[Dataset items]
━━━━━━━━━━
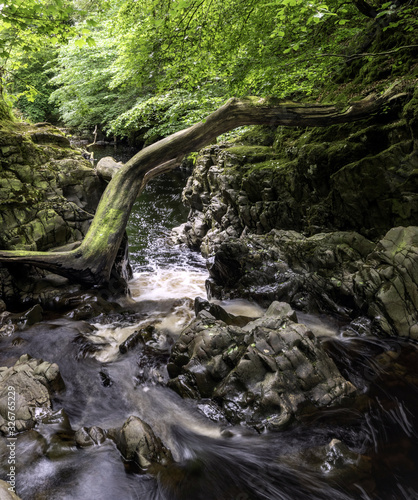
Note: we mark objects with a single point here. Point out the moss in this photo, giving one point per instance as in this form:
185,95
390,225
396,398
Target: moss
250,154
410,113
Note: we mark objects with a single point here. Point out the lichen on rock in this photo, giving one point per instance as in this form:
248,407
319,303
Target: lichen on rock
267,374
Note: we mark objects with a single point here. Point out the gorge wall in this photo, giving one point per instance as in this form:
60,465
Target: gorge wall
324,219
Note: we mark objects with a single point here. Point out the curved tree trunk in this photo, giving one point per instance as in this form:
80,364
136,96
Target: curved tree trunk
91,263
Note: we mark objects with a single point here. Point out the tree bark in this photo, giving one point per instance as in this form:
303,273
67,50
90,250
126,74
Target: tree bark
91,263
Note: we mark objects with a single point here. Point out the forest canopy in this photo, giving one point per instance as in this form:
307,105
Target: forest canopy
144,69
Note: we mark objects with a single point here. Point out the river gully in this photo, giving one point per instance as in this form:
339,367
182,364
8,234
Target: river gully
365,453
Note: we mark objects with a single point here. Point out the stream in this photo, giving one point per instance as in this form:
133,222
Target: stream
214,460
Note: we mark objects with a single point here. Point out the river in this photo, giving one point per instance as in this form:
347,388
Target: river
214,461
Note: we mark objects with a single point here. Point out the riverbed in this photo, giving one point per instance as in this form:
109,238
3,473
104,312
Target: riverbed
213,459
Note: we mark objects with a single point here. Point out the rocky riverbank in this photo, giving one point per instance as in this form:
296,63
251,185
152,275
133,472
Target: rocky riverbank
324,219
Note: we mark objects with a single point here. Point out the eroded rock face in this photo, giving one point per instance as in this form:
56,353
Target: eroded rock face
137,442
342,273
312,274
267,374
387,283
6,493
28,384
107,167
344,178
48,196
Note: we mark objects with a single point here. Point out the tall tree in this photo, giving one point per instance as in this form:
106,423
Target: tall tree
91,263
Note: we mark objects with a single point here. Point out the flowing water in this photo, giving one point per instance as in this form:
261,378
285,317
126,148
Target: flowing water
214,461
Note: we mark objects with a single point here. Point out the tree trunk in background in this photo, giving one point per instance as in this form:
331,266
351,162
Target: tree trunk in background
91,263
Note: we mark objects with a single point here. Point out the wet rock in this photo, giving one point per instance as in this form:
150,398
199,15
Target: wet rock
387,283
28,384
137,442
89,436
131,342
6,491
105,378
341,178
219,312
107,167
267,374
341,465
9,322
48,193
312,274
30,446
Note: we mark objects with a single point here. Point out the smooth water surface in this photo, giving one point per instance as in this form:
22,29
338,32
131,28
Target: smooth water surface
214,461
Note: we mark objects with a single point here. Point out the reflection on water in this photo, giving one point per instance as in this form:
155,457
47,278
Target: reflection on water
214,460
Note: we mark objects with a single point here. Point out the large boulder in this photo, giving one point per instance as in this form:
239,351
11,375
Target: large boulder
341,273
267,374
138,443
342,178
107,167
25,393
387,284
313,274
48,196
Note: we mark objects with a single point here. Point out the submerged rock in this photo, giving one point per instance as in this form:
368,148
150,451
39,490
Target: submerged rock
6,492
267,374
27,386
107,167
137,442
312,274
342,273
89,436
386,285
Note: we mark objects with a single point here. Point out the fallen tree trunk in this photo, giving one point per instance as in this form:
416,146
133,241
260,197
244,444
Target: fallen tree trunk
91,263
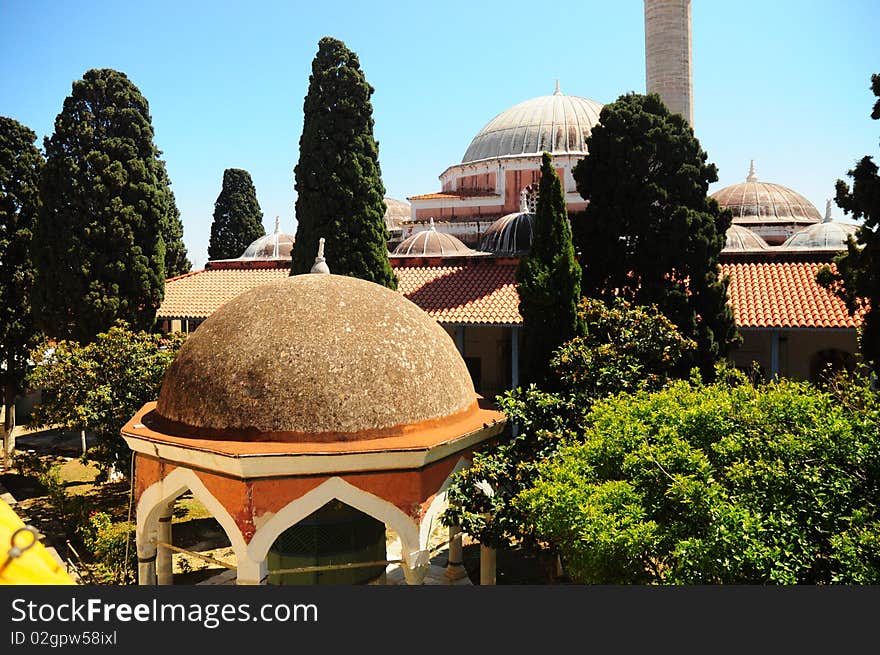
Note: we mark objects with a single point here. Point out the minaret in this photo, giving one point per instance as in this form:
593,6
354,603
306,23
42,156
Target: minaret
668,54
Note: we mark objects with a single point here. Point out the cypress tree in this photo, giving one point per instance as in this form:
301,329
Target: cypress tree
340,195
98,250
238,219
650,233
858,268
548,282
20,165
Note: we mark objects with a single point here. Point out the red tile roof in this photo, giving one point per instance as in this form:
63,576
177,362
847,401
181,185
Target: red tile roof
762,294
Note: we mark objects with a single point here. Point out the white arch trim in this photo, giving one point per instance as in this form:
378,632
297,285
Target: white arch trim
170,487
334,489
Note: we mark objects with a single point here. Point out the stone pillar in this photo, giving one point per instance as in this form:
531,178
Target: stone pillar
164,563
487,565
669,55
455,561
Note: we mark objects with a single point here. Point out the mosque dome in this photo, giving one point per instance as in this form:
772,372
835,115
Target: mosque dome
396,212
557,124
742,239
271,246
314,358
431,243
827,235
755,202
510,235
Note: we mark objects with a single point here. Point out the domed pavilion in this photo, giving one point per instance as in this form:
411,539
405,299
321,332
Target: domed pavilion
301,398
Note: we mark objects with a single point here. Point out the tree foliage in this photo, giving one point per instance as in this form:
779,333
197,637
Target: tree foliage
650,233
98,249
548,283
20,166
238,219
857,278
98,386
622,348
722,483
340,195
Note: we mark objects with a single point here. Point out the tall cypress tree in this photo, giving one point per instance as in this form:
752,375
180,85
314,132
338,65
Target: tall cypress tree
858,268
651,233
338,181
20,165
98,249
548,282
238,219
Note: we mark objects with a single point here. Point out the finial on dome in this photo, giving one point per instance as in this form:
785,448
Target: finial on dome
320,265
752,177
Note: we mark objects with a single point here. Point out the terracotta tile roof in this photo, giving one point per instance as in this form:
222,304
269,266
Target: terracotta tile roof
783,294
763,294
453,195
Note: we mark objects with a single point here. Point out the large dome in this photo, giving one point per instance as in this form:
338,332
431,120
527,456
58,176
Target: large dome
314,358
556,124
754,202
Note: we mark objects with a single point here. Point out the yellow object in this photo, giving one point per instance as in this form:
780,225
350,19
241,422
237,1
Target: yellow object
23,559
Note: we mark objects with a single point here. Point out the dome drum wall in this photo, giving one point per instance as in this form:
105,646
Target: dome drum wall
317,358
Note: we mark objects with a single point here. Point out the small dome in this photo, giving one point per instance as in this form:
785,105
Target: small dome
754,202
396,212
431,243
741,239
314,358
557,124
272,246
827,235
510,235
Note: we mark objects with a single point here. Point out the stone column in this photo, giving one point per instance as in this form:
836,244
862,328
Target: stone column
164,563
487,565
455,561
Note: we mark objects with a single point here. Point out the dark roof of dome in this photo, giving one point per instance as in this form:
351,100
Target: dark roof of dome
754,202
739,239
431,243
314,358
509,235
556,124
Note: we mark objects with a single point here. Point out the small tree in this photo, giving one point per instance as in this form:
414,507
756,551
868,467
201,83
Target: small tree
20,165
238,219
98,242
99,386
650,232
548,282
857,279
622,348
340,195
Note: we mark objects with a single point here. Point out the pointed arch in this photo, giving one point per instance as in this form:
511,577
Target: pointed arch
334,489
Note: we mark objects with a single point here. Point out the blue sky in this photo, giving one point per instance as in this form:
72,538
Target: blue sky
783,82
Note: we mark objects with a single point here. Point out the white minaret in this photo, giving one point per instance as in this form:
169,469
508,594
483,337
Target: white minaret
668,55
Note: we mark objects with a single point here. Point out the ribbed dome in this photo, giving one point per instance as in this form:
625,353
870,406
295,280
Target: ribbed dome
742,239
754,202
272,246
431,243
556,124
510,235
396,211
314,358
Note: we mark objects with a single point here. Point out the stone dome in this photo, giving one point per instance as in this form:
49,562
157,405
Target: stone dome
510,235
742,239
754,202
396,212
277,245
556,124
431,243
314,358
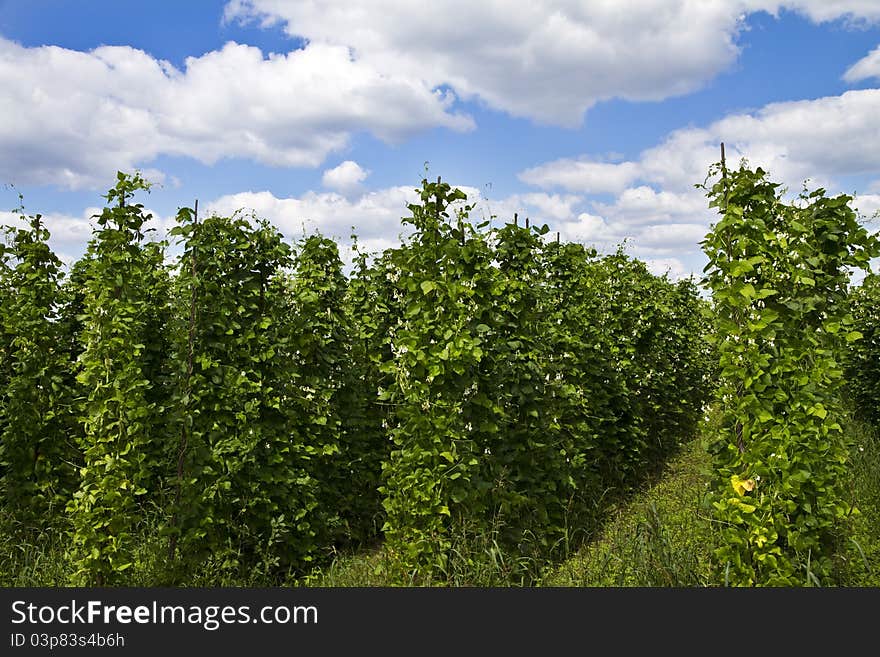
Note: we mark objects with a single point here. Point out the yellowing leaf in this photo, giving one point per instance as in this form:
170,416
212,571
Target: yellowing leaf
742,485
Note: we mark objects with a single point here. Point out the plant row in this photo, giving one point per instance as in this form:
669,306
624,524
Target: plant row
271,408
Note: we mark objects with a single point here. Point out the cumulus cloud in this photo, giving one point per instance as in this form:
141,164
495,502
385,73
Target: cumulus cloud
122,108
817,141
582,175
548,61
345,178
374,214
69,234
867,67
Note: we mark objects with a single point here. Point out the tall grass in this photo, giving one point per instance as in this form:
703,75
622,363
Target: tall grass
661,536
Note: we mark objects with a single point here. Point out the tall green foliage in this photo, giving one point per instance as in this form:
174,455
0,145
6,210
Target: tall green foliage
436,345
863,362
244,492
524,378
38,450
121,451
779,275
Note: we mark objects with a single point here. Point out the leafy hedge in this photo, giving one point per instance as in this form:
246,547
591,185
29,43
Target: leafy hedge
525,377
779,274
269,409
863,362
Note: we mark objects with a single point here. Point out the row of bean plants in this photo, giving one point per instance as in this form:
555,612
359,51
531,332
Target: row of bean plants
269,408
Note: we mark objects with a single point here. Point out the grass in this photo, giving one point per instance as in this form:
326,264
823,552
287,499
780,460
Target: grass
660,535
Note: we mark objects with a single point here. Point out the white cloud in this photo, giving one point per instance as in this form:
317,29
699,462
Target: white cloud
673,267
373,215
70,234
549,61
867,204
582,175
345,178
74,118
867,67
823,10
817,139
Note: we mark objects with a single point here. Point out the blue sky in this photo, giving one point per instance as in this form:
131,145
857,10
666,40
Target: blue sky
594,117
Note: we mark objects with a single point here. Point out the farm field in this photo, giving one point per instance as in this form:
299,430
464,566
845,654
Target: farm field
478,406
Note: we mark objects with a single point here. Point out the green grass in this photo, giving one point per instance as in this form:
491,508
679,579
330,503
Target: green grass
662,537
659,535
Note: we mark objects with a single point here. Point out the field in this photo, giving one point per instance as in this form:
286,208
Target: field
479,406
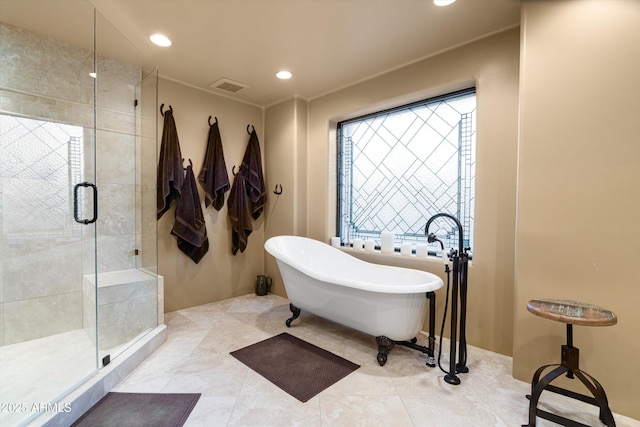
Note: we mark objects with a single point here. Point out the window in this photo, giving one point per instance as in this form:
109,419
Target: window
398,167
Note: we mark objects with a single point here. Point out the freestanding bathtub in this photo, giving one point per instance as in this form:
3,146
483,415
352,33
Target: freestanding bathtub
384,301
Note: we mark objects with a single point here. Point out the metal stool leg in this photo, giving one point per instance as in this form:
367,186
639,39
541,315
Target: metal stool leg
537,387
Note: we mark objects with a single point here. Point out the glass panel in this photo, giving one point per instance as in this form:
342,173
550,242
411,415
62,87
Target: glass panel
127,294
47,137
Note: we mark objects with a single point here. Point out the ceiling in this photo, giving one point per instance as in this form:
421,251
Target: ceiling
326,44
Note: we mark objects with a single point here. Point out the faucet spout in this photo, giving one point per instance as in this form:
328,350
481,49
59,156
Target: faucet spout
431,237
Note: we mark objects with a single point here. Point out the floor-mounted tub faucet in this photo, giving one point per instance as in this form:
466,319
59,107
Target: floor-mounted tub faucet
460,261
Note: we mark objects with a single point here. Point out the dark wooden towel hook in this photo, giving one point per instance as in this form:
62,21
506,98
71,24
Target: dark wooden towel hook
162,106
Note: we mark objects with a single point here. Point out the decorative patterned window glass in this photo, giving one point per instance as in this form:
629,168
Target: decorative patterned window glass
398,167
40,162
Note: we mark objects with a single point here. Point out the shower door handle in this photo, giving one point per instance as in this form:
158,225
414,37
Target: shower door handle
95,203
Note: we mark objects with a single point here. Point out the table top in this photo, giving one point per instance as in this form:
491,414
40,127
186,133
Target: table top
573,312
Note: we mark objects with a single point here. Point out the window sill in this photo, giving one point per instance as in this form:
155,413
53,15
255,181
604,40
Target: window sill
431,264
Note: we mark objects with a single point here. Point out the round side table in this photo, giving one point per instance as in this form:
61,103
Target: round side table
571,313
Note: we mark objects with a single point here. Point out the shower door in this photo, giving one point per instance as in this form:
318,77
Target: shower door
48,208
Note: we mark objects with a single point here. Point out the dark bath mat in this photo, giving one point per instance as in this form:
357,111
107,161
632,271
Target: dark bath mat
140,410
296,366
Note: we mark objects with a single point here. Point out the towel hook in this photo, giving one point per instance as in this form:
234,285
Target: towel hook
162,106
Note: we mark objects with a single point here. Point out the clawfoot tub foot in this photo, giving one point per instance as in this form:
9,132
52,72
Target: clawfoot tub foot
296,312
384,347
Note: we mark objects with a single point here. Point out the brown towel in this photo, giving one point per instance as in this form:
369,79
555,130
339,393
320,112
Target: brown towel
239,214
170,177
189,226
248,196
213,175
252,163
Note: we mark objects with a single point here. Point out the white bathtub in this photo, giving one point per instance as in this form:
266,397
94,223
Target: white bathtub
384,301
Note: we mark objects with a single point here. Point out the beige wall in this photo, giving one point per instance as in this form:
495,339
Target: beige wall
286,133
492,64
578,176
219,274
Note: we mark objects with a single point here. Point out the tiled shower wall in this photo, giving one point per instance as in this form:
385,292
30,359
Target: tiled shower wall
41,273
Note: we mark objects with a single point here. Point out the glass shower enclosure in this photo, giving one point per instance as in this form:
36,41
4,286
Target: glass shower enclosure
78,240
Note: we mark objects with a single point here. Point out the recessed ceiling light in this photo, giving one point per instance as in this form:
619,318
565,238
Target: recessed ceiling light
160,40
284,75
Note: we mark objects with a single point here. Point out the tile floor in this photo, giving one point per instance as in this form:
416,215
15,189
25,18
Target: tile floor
404,392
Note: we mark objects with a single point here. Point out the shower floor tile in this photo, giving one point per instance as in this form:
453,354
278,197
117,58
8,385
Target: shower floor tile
405,392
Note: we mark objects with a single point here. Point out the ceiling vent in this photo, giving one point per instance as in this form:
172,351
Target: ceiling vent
228,85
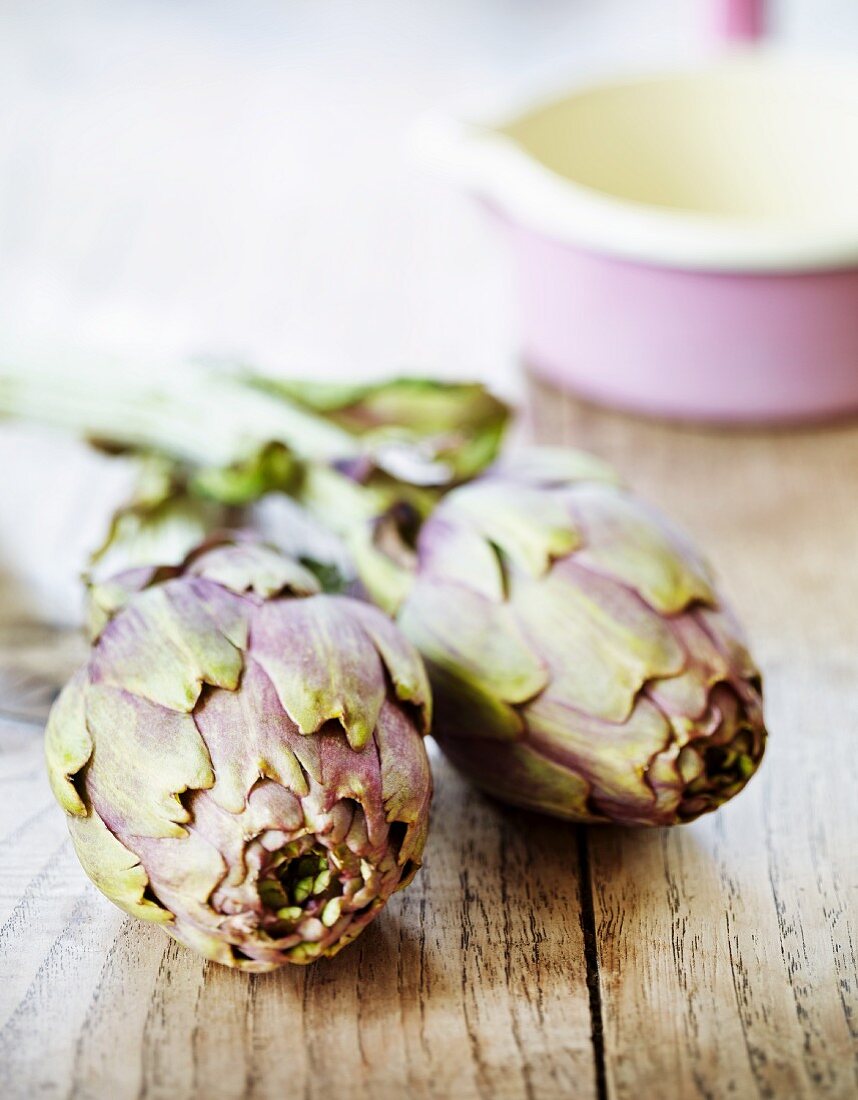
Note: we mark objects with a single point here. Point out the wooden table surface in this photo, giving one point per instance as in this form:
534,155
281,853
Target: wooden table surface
529,958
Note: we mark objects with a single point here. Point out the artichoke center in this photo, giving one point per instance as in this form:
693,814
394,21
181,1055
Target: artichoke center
300,886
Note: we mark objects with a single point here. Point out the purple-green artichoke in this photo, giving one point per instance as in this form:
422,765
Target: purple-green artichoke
582,660
241,758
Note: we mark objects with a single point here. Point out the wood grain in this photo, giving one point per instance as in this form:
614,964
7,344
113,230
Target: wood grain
473,982
528,959
726,949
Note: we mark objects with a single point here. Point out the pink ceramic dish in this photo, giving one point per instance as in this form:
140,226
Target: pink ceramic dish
686,244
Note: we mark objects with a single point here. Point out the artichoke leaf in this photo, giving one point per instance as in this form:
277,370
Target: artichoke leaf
146,757
322,666
114,869
68,744
477,640
626,540
604,641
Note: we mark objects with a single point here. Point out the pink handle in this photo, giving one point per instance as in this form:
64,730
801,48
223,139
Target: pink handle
741,20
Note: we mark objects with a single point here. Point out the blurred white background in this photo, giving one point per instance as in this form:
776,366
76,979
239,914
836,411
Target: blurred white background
230,176
202,175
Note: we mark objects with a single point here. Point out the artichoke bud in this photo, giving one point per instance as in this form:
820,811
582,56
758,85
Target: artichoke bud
241,758
582,659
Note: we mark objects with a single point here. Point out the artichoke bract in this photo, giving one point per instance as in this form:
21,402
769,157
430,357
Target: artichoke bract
582,660
241,759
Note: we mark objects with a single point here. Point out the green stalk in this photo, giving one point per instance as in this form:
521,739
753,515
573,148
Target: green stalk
191,414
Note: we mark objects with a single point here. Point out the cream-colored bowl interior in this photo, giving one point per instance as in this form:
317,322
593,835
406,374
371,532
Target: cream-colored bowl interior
770,141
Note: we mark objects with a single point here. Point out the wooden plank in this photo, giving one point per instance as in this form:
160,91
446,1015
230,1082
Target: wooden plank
473,983
726,949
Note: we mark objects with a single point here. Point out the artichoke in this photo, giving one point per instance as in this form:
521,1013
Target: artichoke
582,660
241,758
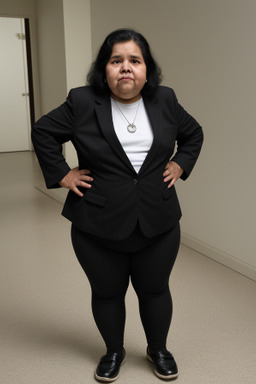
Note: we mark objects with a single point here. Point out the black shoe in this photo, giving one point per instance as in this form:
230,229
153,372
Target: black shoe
165,366
109,366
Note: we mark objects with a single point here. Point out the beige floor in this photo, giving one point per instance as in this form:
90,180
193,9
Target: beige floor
47,333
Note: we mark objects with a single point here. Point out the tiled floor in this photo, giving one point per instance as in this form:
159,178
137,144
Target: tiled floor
47,332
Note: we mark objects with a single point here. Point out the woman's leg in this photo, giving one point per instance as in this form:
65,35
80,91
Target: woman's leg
150,272
108,274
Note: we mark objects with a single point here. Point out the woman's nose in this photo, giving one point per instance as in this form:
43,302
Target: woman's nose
126,67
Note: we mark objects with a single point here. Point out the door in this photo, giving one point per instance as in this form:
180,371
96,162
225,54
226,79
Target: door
14,94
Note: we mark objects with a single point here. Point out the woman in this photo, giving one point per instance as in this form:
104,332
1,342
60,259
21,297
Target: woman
122,201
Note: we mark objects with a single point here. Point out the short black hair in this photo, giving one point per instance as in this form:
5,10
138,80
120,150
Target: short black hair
96,75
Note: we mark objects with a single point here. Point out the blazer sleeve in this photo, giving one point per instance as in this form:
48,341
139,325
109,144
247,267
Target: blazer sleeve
48,134
189,139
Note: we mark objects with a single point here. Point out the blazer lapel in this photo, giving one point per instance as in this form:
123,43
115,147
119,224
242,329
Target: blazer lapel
155,114
103,111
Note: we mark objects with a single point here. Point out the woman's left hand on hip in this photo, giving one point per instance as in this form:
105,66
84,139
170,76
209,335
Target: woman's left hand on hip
172,173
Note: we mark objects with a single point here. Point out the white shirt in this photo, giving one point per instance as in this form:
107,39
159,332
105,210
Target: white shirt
━━━━━━━━━━
Please copy each line of the records above that holds the word "shirt".

_RESULT OF THIS EXERCISE:_
Note: we mark objects with a single point here. Point out the white shirt in this photo, giving one point per instance as in this form:
Target: white shirt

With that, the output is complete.